══ GIVEN INFORMATION
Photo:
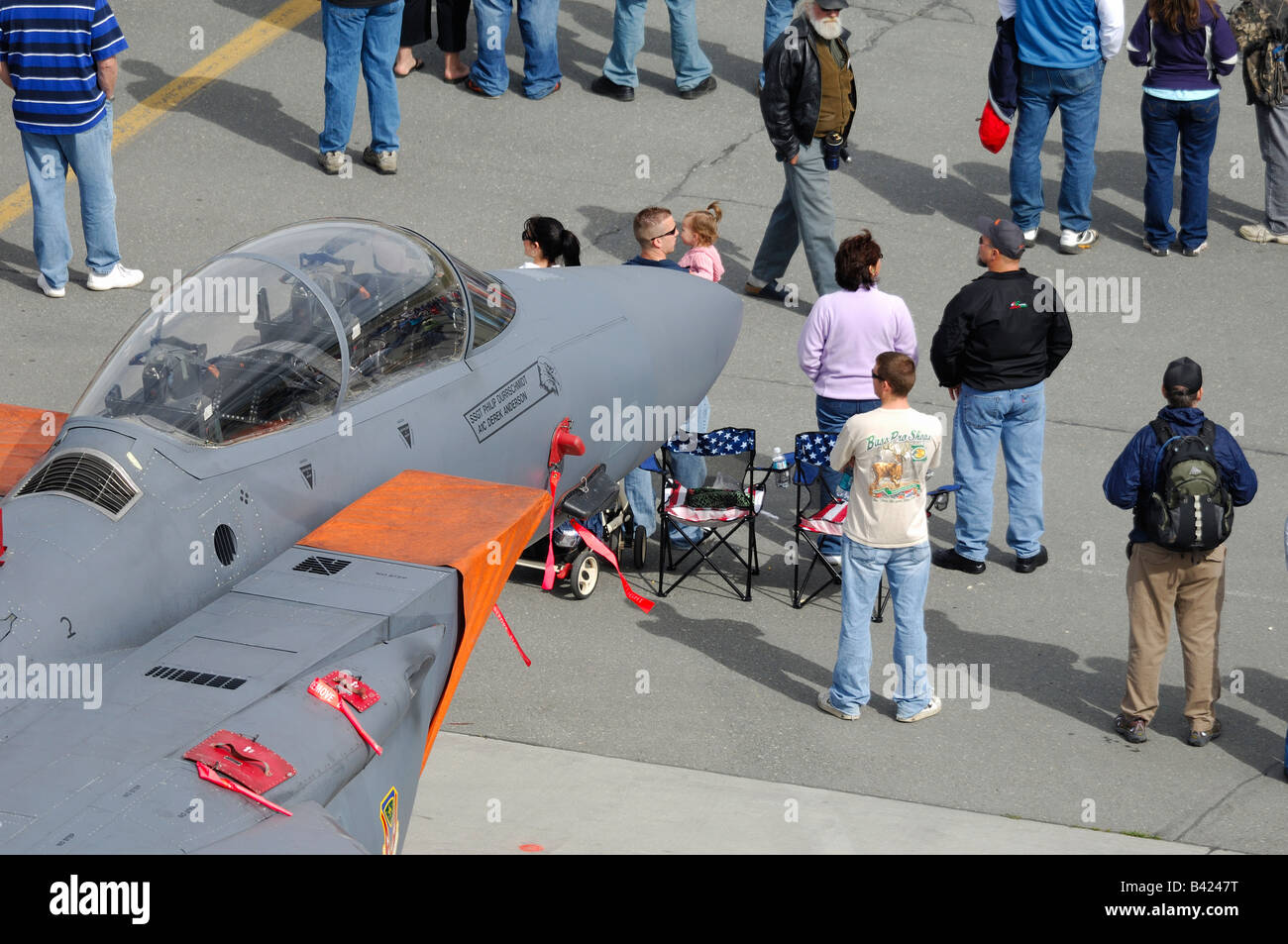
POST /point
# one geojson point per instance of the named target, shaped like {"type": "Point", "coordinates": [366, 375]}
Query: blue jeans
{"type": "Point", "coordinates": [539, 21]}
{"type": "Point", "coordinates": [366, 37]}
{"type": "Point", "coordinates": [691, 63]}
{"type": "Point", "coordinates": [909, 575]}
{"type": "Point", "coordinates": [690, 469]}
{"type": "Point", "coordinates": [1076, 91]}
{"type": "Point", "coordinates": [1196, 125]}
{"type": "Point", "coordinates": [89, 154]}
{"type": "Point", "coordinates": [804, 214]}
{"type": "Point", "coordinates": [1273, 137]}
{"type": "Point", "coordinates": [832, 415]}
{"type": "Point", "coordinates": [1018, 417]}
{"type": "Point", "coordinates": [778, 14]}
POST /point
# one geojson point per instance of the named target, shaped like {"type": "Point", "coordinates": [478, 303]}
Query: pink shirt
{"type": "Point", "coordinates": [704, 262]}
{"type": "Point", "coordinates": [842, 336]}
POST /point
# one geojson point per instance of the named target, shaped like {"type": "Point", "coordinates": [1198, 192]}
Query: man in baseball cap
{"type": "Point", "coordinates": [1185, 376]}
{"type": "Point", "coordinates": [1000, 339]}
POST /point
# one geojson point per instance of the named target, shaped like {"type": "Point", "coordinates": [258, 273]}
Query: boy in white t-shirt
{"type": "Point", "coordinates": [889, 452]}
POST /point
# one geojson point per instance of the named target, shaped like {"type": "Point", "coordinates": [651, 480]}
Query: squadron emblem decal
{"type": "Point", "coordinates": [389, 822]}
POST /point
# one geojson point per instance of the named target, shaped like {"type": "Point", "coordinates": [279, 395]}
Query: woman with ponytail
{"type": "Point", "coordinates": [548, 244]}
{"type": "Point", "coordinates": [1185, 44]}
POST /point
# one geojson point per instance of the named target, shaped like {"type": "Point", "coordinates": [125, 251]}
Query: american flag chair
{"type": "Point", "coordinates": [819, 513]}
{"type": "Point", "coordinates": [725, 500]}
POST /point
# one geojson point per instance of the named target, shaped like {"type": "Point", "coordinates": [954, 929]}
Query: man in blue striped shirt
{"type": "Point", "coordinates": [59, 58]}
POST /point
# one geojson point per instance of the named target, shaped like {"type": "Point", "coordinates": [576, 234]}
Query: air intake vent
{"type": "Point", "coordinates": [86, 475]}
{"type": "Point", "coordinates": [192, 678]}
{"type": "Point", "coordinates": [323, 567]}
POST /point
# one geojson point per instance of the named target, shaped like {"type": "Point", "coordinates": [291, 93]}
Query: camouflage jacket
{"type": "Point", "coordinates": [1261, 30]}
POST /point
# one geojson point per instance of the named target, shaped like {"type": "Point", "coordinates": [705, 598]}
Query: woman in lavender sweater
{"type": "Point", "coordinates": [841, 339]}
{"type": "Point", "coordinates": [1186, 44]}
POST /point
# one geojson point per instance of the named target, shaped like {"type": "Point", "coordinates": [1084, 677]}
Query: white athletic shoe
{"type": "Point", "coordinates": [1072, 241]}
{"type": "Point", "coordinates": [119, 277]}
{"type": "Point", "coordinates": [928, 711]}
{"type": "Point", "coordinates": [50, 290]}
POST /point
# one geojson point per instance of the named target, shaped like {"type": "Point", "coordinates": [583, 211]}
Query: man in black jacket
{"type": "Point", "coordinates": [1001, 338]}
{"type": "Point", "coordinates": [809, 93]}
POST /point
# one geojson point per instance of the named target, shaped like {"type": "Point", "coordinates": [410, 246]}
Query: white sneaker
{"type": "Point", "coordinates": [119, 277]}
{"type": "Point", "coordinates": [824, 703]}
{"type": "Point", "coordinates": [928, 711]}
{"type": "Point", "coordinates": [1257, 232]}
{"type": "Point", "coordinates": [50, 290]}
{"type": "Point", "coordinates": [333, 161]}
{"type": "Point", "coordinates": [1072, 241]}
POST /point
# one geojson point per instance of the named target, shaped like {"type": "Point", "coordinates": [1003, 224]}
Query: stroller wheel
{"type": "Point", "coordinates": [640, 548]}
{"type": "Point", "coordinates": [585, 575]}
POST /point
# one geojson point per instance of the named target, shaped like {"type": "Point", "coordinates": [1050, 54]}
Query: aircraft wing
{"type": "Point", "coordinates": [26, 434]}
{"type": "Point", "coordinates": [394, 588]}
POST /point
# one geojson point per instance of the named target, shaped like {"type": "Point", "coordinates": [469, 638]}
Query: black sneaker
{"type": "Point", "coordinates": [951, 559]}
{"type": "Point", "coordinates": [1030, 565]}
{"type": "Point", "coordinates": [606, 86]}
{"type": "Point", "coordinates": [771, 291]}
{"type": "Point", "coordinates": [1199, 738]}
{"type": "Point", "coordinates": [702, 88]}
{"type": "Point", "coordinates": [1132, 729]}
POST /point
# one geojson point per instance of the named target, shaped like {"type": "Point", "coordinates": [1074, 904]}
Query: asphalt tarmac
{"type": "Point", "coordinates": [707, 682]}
════
Gather each line of the material above that contains the word "shirt" and list those lines.

Query: pink shirt
Query: boy in white t-shirt
Query: man in blue striped shirt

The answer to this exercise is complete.